* **Data lines**
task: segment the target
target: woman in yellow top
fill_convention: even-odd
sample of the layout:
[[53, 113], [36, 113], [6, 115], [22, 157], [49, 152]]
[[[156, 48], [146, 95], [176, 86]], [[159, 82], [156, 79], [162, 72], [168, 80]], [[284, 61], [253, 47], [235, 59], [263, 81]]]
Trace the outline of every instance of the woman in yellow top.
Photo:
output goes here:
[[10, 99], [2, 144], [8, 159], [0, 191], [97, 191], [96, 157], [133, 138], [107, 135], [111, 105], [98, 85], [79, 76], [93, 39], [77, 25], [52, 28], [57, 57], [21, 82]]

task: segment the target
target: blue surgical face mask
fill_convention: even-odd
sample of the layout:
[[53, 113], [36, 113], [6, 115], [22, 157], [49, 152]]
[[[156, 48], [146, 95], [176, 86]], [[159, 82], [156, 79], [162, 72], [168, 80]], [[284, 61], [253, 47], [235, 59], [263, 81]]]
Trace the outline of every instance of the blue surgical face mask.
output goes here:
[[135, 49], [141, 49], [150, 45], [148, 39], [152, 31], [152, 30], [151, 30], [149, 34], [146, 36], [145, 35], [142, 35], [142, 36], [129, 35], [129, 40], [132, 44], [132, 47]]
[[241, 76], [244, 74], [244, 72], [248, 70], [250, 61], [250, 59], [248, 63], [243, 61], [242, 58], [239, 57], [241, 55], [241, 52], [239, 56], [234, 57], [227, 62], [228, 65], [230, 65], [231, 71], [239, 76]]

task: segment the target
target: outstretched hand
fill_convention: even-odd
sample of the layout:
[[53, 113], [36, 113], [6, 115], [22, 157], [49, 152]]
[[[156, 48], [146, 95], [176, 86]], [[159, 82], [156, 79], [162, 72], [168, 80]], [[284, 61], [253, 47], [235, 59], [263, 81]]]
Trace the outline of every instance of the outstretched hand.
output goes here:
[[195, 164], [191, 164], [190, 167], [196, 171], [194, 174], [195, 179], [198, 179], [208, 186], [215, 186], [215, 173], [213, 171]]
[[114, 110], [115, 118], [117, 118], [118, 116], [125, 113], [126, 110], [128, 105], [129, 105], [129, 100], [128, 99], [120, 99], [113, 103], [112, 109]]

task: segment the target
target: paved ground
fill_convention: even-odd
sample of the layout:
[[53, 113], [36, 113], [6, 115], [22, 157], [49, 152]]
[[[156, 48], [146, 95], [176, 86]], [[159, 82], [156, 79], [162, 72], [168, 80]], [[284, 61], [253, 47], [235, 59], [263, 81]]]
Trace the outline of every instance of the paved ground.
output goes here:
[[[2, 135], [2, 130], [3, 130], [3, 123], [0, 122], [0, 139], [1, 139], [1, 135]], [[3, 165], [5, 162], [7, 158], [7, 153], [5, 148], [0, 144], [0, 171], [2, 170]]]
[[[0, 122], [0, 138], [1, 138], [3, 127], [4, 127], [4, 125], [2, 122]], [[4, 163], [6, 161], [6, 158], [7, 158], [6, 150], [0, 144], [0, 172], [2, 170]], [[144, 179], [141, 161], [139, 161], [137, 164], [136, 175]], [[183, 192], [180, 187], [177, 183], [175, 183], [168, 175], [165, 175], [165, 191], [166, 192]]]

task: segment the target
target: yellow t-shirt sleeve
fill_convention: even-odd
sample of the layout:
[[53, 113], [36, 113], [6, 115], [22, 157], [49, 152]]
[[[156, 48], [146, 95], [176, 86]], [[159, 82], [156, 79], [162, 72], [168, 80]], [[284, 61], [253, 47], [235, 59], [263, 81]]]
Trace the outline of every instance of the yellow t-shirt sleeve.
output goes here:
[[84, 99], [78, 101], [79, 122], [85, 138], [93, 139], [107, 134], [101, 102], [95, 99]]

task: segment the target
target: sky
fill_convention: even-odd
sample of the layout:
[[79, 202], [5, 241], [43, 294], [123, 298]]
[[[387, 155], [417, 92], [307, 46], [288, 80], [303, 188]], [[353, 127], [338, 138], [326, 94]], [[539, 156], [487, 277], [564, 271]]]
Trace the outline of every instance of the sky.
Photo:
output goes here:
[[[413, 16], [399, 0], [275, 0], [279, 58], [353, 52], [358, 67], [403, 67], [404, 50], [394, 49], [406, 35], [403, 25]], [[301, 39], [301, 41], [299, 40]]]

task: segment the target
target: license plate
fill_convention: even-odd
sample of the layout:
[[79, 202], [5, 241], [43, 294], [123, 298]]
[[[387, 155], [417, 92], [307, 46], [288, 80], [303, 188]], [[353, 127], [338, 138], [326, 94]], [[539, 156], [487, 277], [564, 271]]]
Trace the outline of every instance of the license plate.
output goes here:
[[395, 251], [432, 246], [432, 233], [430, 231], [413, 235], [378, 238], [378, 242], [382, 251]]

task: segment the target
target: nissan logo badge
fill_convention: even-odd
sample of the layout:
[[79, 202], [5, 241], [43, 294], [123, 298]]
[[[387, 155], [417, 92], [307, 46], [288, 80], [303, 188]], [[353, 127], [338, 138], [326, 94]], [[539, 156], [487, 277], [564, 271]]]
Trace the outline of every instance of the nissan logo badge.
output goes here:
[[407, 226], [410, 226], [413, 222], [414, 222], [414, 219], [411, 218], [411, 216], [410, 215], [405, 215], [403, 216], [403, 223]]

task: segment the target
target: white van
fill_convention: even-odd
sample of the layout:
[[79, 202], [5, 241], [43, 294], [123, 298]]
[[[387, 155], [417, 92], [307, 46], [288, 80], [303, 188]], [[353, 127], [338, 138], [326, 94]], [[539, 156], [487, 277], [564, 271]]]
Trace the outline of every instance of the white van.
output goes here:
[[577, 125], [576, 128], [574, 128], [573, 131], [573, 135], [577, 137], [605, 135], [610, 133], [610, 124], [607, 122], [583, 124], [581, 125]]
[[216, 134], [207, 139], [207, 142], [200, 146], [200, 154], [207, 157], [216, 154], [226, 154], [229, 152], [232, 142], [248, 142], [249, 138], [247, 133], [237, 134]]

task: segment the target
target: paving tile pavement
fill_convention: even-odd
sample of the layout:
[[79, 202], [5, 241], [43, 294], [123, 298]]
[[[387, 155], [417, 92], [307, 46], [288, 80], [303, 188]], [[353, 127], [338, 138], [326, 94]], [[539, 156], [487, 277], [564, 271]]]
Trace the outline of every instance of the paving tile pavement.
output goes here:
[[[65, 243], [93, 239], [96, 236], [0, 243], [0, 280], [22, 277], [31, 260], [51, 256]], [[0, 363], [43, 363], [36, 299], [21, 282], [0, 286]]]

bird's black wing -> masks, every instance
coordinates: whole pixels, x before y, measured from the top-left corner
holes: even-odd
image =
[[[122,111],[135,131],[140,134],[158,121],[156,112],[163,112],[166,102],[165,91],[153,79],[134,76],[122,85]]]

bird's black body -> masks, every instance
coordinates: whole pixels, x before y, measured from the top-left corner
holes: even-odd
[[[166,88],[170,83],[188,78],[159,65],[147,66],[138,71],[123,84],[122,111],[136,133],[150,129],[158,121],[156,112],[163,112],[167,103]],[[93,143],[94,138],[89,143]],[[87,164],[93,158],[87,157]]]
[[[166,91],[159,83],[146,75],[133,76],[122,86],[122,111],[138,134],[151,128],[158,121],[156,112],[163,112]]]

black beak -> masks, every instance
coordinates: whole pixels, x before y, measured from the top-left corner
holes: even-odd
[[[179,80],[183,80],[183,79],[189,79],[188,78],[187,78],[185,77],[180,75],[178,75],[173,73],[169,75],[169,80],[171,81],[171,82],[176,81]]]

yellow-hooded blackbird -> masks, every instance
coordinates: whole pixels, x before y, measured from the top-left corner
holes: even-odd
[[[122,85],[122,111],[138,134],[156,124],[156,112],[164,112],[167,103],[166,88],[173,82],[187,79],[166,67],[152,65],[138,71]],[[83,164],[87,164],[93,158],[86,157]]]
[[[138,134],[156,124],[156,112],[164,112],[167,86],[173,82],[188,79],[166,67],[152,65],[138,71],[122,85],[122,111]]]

* **Your task**
Copy verbatim every line of the listing above, from the line containing "yellow-hooded blackbird ->" through the last line of the listing.

* **Solution**
yellow-hooded blackbird -> masks, every instance
coordinates: whole pixels, x before y, measured from the top-left corner
holes: even-odd
[[[122,85],[122,111],[138,134],[156,124],[156,112],[164,112],[167,103],[166,88],[173,82],[187,79],[166,67],[152,65],[138,71]],[[83,164],[87,164],[93,158],[86,157]]]
[[[138,134],[156,124],[156,112],[164,112],[167,86],[173,82],[188,79],[166,67],[152,65],[138,71],[122,85],[122,111]]]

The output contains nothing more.